(Data to use begins)

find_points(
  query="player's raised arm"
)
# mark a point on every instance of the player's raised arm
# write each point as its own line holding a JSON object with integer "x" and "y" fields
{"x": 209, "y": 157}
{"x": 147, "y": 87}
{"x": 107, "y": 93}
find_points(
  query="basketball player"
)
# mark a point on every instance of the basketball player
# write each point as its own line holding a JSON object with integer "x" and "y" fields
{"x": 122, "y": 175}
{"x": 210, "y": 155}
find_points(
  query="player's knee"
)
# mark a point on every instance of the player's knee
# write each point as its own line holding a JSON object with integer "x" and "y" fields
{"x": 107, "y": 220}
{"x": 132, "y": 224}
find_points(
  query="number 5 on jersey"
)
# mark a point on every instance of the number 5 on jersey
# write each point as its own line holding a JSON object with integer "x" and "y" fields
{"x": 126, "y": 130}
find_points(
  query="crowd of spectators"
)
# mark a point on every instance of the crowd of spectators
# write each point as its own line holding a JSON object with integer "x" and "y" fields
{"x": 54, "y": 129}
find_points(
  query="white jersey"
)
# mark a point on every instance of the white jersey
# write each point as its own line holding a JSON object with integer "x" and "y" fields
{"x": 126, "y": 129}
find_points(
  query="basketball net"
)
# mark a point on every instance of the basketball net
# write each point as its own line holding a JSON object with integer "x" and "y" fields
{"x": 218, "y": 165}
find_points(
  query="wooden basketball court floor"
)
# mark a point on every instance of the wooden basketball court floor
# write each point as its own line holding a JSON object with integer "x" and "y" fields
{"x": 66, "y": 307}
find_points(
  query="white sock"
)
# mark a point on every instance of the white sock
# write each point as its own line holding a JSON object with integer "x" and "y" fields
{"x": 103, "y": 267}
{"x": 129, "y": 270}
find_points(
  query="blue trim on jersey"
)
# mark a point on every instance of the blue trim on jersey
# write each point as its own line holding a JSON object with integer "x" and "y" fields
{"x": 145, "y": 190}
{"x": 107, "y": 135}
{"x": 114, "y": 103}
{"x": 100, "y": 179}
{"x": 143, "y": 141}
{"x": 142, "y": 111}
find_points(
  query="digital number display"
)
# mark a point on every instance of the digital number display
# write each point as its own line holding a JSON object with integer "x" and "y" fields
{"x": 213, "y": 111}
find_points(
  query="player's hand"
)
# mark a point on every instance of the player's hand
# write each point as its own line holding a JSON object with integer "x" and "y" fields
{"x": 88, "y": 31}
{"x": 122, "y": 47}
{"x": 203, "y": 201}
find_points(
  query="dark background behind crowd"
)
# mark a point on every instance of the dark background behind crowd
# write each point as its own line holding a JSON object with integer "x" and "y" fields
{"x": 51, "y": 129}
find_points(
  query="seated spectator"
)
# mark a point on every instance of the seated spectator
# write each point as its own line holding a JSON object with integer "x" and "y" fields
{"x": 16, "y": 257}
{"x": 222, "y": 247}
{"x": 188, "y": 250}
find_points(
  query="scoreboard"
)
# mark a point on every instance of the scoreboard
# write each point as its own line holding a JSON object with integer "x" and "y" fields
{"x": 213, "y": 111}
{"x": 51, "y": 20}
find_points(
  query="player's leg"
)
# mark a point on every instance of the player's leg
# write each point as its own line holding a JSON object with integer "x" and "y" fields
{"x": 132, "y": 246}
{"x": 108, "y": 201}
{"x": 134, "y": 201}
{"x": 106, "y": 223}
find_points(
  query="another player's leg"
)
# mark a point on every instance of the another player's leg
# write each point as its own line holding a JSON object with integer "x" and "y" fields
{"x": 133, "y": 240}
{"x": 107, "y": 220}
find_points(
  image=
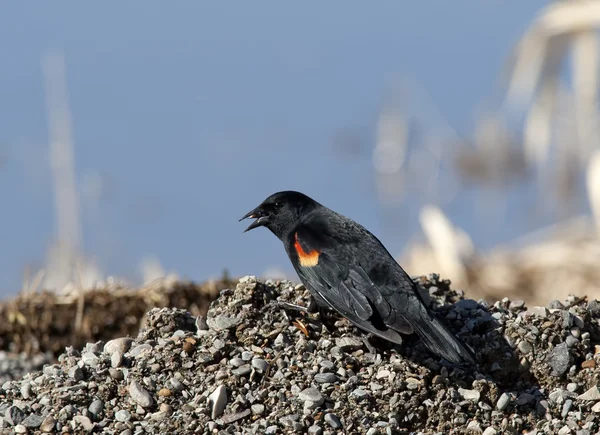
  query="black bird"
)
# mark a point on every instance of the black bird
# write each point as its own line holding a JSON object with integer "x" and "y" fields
{"x": 347, "y": 269}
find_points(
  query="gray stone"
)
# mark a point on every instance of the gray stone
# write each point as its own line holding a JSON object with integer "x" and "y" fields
{"x": 84, "y": 422}
{"x": 122, "y": 415}
{"x": 348, "y": 344}
{"x": 218, "y": 401}
{"x": 591, "y": 394}
{"x": 96, "y": 407}
{"x": 90, "y": 359}
{"x": 13, "y": 415}
{"x": 503, "y": 402}
{"x": 525, "y": 347}
{"x": 122, "y": 345}
{"x": 312, "y": 395}
{"x": 76, "y": 373}
{"x": 467, "y": 304}
{"x": 333, "y": 421}
{"x": 48, "y": 424}
{"x": 140, "y": 395}
{"x": 260, "y": 365}
{"x": 325, "y": 378}
{"x": 473, "y": 395}
{"x": 558, "y": 359}
{"x": 33, "y": 421}
{"x": 223, "y": 322}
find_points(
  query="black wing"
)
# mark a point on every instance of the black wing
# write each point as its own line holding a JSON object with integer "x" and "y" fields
{"x": 361, "y": 280}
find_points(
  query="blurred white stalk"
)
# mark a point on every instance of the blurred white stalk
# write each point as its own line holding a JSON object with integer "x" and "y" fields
{"x": 65, "y": 250}
{"x": 593, "y": 185}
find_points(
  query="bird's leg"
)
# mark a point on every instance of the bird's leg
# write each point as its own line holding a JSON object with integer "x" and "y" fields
{"x": 312, "y": 307}
{"x": 365, "y": 339}
{"x": 326, "y": 319}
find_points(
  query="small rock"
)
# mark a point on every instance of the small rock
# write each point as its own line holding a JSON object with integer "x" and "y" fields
{"x": 525, "y": 347}
{"x": 333, "y": 421}
{"x": 588, "y": 364}
{"x": 122, "y": 415}
{"x": 76, "y": 373}
{"x": 96, "y": 407}
{"x": 26, "y": 391}
{"x": 473, "y": 395}
{"x": 218, "y": 401}
{"x": 121, "y": 345}
{"x": 312, "y": 395}
{"x": 591, "y": 394}
{"x": 260, "y": 365}
{"x": 541, "y": 312}
{"x": 140, "y": 395}
{"x": 48, "y": 424}
{"x": 558, "y": 359}
{"x": 467, "y": 304}
{"x": 223, "y": 322}
{"x": 13, "y": 415}
{"x": 84, "y": 422}
{"x": 90, "y": 359}
{"x": 242, "y": 370}
{"x": 348, "y": 344}
{"x": 325, "y": 378}
{"x": 32, "y": 421}
{"x": 503, "y": 402}
{"x": 516, "y": 305}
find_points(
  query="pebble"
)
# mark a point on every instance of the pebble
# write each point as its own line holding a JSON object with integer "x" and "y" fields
{"x": 218, "y": 400}
{"x": 558, "y": 359}
{"x": 121, "y": 345}
{"x": 96, "y": 407}
{"x": 503, "y": 402}
{"x": 312, "y": 395}
{"x": 348, "y": 344}
{"x": 13, "y": 415}
{"x": 473, "y": 395}
{"x": 223, "y": 322}
{"x": 48, "y": 424}
{"x": 32, "y": 421}
{"x": 122, "y": 415}
{"x": 260, "y": 365}
{"x": 333, "y": 421}
{"x": 591, "y": 394}
{"x": 83, "y": 422}
{"x": 89, "y": 359}
{"x": 325, "y": 378}
{"x": 140, "y": 395}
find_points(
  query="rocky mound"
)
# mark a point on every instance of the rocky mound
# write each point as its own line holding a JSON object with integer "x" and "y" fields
{"x": 252, "y": 367}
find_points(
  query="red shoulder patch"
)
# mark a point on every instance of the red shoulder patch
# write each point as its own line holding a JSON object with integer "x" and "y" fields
{"x": 307, "y": 259}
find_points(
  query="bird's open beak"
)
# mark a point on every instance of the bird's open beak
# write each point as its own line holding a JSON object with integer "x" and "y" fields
{"x": 262, "y": 218}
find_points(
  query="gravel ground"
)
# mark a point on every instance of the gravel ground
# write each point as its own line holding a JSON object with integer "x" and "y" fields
{"x": 252, "y": 367}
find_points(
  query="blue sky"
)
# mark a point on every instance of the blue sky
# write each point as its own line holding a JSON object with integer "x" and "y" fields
{"x": 190, "y": 113}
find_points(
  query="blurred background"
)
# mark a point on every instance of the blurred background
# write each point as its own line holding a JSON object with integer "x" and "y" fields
{"x": 463, "y": 134}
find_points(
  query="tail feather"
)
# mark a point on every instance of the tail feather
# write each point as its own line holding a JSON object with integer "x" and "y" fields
{"x": 437, "y": 337}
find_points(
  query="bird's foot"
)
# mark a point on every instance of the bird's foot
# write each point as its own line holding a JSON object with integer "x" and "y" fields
{"x": 366, "y": 341}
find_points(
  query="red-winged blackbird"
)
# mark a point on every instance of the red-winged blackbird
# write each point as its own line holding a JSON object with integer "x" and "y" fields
{"x": 348, "y": 269}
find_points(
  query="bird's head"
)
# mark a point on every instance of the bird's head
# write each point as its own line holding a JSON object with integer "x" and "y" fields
{"x": 280, "y": 212}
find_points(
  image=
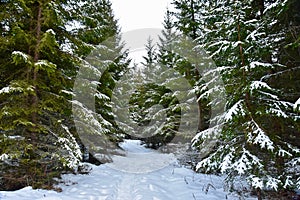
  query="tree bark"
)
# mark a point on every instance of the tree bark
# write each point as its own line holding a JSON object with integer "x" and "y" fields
{"x": 34, "y": 99}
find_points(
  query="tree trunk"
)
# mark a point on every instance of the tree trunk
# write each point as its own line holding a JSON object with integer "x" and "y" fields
{"x": 34, "y": 98}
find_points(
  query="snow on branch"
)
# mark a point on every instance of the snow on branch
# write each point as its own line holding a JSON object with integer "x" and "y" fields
{"x": 297, "y": 106}
{"x": 236, "y": 109}
{"x": 260, "y": 137}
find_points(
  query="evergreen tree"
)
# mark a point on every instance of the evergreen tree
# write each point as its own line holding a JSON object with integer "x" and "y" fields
{"x": 254, "y": 140}
{"x": 105, "y": 62}
{"x": 36, "y": 144}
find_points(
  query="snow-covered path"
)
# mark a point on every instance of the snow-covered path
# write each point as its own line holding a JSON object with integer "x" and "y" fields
{"x": 133, "y": 177}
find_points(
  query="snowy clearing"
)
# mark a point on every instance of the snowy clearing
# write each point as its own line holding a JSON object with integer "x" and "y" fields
{"x": 133, "y": 177}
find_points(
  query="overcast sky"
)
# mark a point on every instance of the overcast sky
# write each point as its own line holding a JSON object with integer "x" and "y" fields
{"x": 145, "y": 15}
{"x": 137, "y": 14}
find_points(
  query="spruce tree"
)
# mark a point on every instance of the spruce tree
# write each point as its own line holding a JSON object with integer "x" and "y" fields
{"x": 254, "y": 140}
{"x": 36, "y": 143}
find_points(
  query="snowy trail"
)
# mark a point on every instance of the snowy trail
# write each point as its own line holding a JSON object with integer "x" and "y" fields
{"x": 141, "y": 175}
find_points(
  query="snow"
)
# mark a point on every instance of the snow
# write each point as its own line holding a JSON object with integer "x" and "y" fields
{"x": 236, "y": 109}
{"x": 296, "y": 105}
{"x": 125, "y": 180}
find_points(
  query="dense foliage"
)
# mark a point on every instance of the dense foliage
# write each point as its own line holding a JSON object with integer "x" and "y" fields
{"x": 43, "y": 43}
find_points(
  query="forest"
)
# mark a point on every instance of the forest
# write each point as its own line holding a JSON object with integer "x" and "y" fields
{"x": 63, "y": 63}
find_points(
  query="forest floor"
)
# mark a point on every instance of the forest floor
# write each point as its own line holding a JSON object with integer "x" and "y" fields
{"x": 143, "y": 174}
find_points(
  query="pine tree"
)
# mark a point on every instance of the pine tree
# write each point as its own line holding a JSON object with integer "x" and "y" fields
{"x": 104, "y": 64}
{"x": 252, "y": 141}
{"x": 36, "y": 144}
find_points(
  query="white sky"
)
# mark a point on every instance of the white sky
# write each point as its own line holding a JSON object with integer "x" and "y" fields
{"x": 136, "y": 14}
{"x": 145, "y": 15}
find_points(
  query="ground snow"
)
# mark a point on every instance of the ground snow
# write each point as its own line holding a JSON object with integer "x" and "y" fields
{"x": 133, "y": 177}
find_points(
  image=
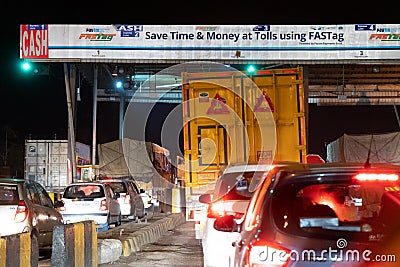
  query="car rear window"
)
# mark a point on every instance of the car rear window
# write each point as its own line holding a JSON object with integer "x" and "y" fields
{"x": 118, "y": 187}
{"x": 84, "y": 191}
{"x": 9, "y": 195}
{"x": 364, "y": 209}
{"x": 237, "y": 184}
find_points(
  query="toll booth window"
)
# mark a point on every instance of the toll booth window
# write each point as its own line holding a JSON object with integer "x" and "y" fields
{"x": 8, "y": 195}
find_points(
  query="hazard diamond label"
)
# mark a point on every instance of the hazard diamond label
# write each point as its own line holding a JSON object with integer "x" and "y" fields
{"x": 264, "y": 104}
{"x": 218, "y": 106}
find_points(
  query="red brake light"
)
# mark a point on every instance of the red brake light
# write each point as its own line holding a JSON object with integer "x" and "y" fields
{"x": 216, "y": 209}
{"x": 377, "y": 177}
{"x": 268, "y": 255}
{"x": 127, "y": 198}
{"x": 22, "y": 212}
{"x": 103, "y": 205}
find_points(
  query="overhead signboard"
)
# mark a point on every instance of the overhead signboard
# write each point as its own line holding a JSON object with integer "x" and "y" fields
{"x": 55, "y": 42}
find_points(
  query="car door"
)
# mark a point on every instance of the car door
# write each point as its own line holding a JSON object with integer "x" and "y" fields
{"x": 44, "y": 216}
{"x": 113, "y": 204}
{"x": 137, "y": 199}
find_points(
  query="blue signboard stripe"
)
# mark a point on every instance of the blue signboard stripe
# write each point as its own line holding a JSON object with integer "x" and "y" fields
{"x": 323, "y": 48}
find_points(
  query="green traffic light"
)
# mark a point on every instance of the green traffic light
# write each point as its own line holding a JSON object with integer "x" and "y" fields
{"x": 251, "y": 69}
{"x": 26, "y": 66}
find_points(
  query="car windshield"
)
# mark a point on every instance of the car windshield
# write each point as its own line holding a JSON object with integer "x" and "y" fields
{"x": 8, "y": 194}
{"x": 237, "y": 184}
{"x": 118, "y": 187}
{"x": 364, "y": 209}
{"x": 84, "y": 191}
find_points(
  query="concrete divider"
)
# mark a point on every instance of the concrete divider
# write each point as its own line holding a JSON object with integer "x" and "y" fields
{"x": 15, "y": 250}
{"x": 75, "y": 244}
{"x": 149, "y": 234}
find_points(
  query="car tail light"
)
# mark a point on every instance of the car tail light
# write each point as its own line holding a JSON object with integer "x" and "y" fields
{"x": 127, "y": 198}
{"x": 63, "y": 207}
{"x": 103, "y": 205}
{"x": 268, "y": 255}
{"x": 377, "y": 177}
{"x": 22, "y": 212}
{"x": 217, "y": 209}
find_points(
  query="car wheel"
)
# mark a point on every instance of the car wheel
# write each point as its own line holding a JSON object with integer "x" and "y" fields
{"x": 34, "y": 250}
{"x": 119, "y": 219}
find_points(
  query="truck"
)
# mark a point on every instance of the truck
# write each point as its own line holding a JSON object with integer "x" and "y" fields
{"x": 46, "y": 161}
{"x": 374, "y": 147}
{"x": 234, "y": 117}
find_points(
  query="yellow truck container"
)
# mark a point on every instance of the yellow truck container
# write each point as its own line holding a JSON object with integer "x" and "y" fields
{"x": 232, "y": 117}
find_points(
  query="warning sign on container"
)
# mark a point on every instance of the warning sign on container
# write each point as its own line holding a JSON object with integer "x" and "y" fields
{"x": 264, "y": 104}
{"x": 218, "y": 106}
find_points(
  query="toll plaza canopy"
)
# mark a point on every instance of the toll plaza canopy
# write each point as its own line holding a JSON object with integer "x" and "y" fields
{"x": 224, "y": 43}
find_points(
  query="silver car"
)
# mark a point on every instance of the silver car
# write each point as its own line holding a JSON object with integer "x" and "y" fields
{"x": 91, "y": 201}
{"x": 25, "y": 206}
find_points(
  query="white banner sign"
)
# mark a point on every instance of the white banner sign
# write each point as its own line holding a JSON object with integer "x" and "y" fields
{"x": 210, "y": 42}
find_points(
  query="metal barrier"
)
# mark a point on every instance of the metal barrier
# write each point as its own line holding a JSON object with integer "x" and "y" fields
{"x": 15, "y": 250}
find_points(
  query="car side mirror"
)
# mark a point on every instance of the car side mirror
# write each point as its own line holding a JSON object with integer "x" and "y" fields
{"x": 205, "y": 198}
{"x": 226, "y": 223}
{"x": 58, "y": 204}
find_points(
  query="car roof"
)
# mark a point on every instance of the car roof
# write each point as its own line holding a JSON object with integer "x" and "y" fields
{"x": 86, "y": 183}
{"x": 12, "y": 180}
{"x": 248, "y": 167}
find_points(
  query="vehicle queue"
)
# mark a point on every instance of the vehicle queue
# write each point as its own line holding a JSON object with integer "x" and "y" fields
{"x": 26, "y": 207}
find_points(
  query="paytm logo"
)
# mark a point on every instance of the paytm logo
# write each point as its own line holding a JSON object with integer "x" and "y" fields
{"x": 129, "y": 30}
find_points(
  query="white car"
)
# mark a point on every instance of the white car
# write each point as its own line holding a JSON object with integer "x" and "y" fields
{"x": 131, "y": 203}
{"x": 231, "y": 195}
{"x": 91, "y": 201}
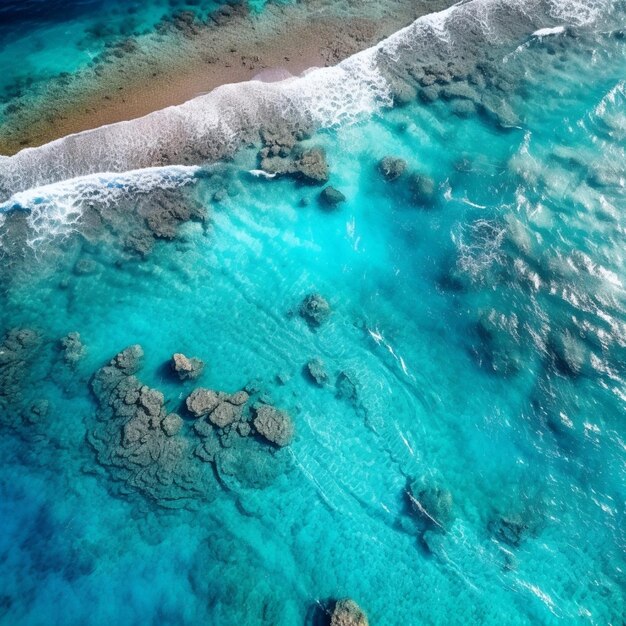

(Data to use ends)

• Your assignment:
Exactly repeat the lines running from the top of the listing to the line bearing "# mark a point on every instance of the number", both of those lines included, and only them.

• Task result:
find_points(
  query="player's raised arm"
)
# mark a point on every instance of the player's raised arm
# write each point as its own line holding a JSON object with integer "x" and "y" fields
{"x": 209, "y": 157}
{"x": 147, "y": 87}
{"x": 107, "y": 93}
find_points(
  query="basketball player"
)
# mark a point on every instance of the basketball player
# write each point as its own line holding a JSON object with integer "x" and "y" fields
{"x": 122, "y": 175}
{"x": 210, "y": 155}
find_points(
  query="player's knee"
)
# mark a point on every instance of the player's knee
# write each point as its own line holding a JSON object with integer "x" and "y" fields
{"x": 107, "y": 220}
{"x": 132, "y": 224}
find_points(
  query="number 5 on jersey"
)
# mark a point on every instance of the number 5 on jersey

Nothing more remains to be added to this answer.